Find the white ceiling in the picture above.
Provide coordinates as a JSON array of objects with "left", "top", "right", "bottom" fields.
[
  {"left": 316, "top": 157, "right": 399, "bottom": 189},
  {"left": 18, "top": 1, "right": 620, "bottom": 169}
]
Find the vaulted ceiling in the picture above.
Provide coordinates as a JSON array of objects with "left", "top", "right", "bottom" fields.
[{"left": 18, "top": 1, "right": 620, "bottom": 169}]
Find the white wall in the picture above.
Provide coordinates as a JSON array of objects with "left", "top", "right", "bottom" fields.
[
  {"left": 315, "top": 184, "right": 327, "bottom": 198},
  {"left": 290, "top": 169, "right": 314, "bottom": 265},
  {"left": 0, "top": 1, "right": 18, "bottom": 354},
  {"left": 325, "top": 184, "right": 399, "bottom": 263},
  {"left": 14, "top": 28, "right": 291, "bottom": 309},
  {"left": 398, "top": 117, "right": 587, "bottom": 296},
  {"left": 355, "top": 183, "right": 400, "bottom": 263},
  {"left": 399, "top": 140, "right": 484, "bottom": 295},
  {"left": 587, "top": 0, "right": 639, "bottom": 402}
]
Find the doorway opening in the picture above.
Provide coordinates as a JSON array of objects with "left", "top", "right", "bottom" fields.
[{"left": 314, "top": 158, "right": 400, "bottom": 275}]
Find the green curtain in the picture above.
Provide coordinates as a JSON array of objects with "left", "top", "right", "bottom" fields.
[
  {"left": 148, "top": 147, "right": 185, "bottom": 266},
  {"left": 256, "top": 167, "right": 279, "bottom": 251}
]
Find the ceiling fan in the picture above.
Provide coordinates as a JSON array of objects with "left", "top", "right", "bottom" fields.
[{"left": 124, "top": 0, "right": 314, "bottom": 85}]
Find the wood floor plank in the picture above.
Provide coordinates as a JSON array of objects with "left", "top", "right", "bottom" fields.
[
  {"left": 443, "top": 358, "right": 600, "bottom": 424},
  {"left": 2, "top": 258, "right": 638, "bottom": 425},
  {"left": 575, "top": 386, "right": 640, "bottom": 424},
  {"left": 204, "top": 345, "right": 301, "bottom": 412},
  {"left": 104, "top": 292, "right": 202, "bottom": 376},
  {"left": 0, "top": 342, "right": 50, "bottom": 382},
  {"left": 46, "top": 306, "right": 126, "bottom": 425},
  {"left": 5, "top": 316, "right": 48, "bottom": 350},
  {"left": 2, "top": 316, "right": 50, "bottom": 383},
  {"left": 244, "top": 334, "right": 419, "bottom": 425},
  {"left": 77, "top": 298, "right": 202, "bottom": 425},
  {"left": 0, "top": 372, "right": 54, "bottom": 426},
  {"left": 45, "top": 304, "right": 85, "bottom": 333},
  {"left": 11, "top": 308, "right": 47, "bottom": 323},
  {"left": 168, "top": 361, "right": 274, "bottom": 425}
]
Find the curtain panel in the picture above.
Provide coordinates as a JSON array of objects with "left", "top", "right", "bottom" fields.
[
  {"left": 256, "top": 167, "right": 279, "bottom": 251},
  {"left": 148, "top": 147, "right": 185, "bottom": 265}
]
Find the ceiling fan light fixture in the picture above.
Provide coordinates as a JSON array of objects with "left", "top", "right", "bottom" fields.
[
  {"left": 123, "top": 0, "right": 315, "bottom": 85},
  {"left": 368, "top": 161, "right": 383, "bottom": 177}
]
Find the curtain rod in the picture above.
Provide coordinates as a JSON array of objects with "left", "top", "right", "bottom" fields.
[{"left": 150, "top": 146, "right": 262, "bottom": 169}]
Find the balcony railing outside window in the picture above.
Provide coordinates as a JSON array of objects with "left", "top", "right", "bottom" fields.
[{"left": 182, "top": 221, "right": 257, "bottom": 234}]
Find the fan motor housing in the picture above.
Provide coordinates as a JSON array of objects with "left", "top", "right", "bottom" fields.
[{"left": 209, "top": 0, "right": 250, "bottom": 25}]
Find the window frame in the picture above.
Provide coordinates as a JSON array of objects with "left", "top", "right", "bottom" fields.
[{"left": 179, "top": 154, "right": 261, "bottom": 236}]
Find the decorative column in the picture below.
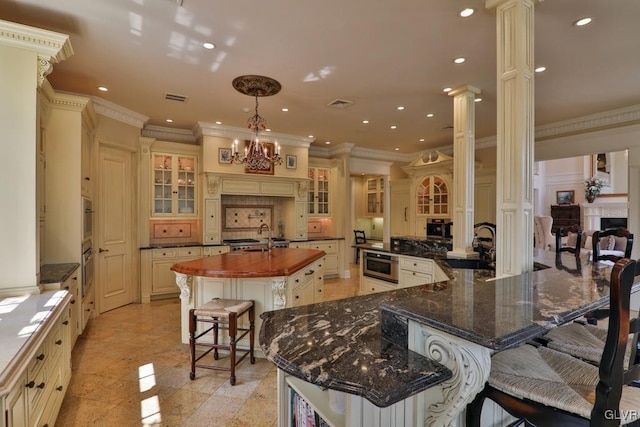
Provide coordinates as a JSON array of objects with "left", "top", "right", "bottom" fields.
[
  {"left": 486, "top": 0, "right": 536, "bottom": 277},
  {"left": 627, "top": 146, "right": 640, "bottom": 260},
  {"left": 448, "top": 85, "right": 481, "bottom": 259}
]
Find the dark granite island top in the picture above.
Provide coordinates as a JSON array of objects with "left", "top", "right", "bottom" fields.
[{"left": 259, "top": 249, "right": 638, "bottom": 424}]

=====

Work to complete:
The lines to copy run from the one with "Find the curtain panel in the picture above." through the end of the material. Write them out exactly, leaving out the pictures.

Finished exercise:
Find the curtain panel in the picture above.
Provide coordinates as a JSON array of objects with "left", "top", "right", "bottom" fields.
[
  {"left": 256, "top": 167, "right": 279, "bottom": 251},
  {"left": 148, "top": 147, "right": 185, "bottom": 265}
]
Find the ceiling fan light fixture in the picture above.
Provide coordinates as a JSON array of objects with "left", "top", "right", "bottom" fields.
[
  {"left": 123, "top": 0, "right": 315, "bottom": 85},
  {"left": 368, "top": 161, "right": 383, "bottom": 177}
]
Find the curtain rod in the picture above.
Provide coordinates as a JSON array of objects with "left", "top", "right", "bottom" fields.
[{"left": 150, "top": 146, "right": 262, "bottom": 169}]
Find the balcony railing outside window in the picture above.
Provide coordinates as a JSON array of objects with "left", "top", "right", "bottom" fields.
[{"left": 182, "top": 221, "right": 257, "bottom": 234}]
Find the fan motor housing in the picture above.
Provide coordinates as a JSON array of objects with "left", "top", "right", "bottom" fields.
[{"left": 209, "top": 0, "right": 250, "bottom": 25}]
Find the window frame in the picture above.
Provide coordinates as a JSON array of objects with "left", "top", "right", "bottom" fields.
[{"left": 179, "top": 154, "right": 261, "bottom": 236}]
Find the decorative column in the picture below.
Provide coordinates as a JSON array of objects with "left", "top", "right", "bottom" fields.
[
  {"left": 486, "top": 0, "right": 536, "bottom": 277},
  {"left": 627, "top": 146, "right": 640, "bottom": 260},
  {"left": 448, "top": 85, "right": 481, "bottom": 259}
]
Find the dark granite island top in the picture above.
Provide coordinates as a JSON array of objects with "left", "top", "right", "bottom" fields.
[{"left": 259, "top": 249, "right": 638, "bottom": 424}]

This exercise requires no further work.